- What the task requires
Every line from the one with "# point at: ram's" up to and including the one with "Target: ram's face" is to be output exactly as it appears below; pictures are not.

Image point grounding data:
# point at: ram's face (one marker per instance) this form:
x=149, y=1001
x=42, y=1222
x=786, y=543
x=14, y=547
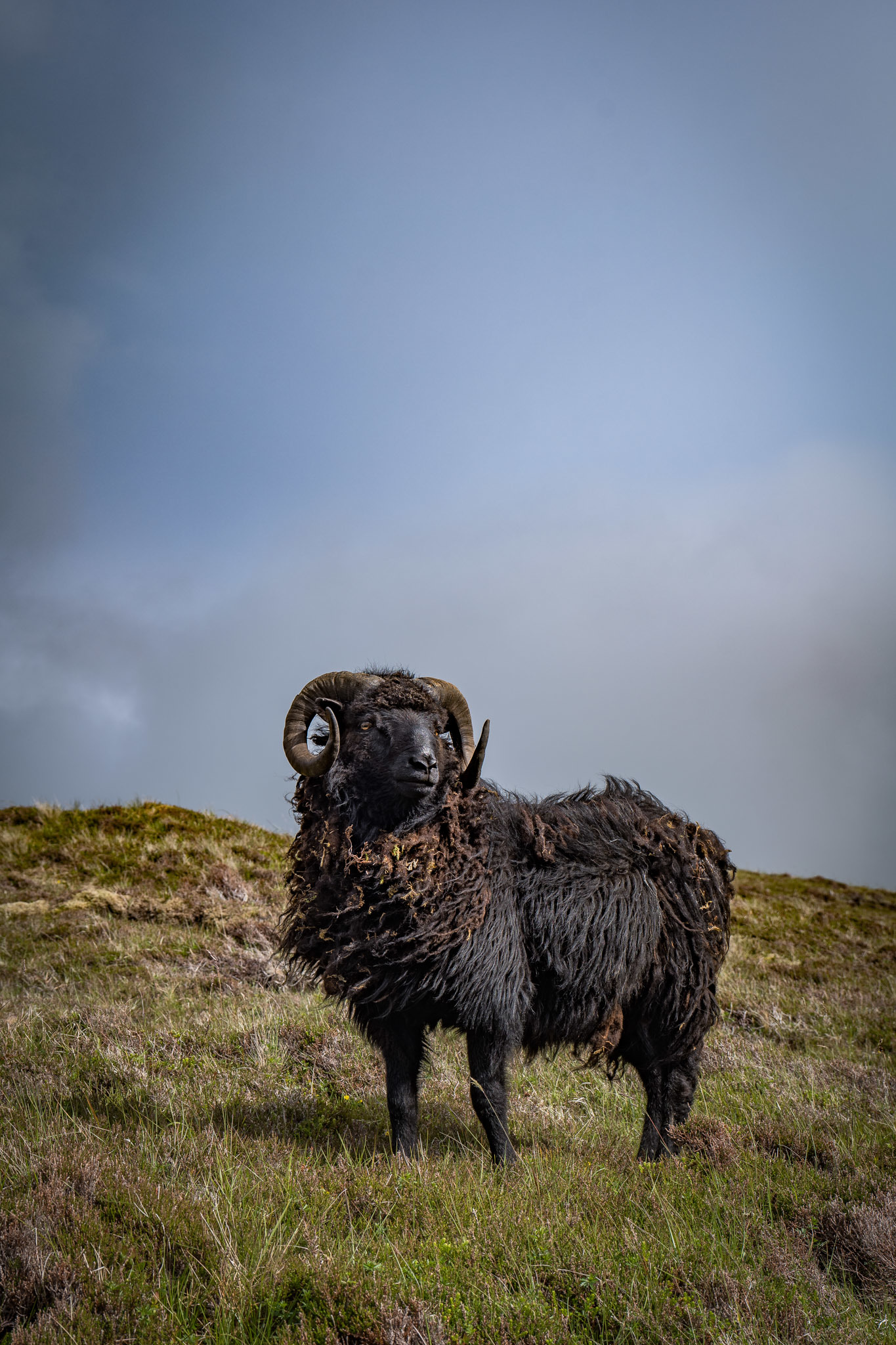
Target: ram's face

==

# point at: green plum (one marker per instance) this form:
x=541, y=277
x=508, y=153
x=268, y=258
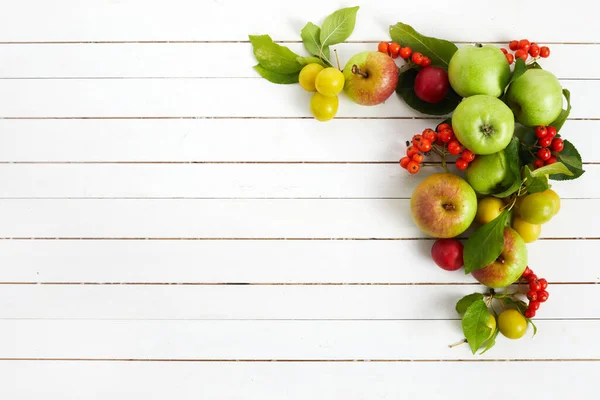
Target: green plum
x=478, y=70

- Response area
# point at: ram's face (one marker per instance) this form:
x=149, y=1001
x=42, y=1222
x=786, y=543
x=14, y=547
Target: ram's face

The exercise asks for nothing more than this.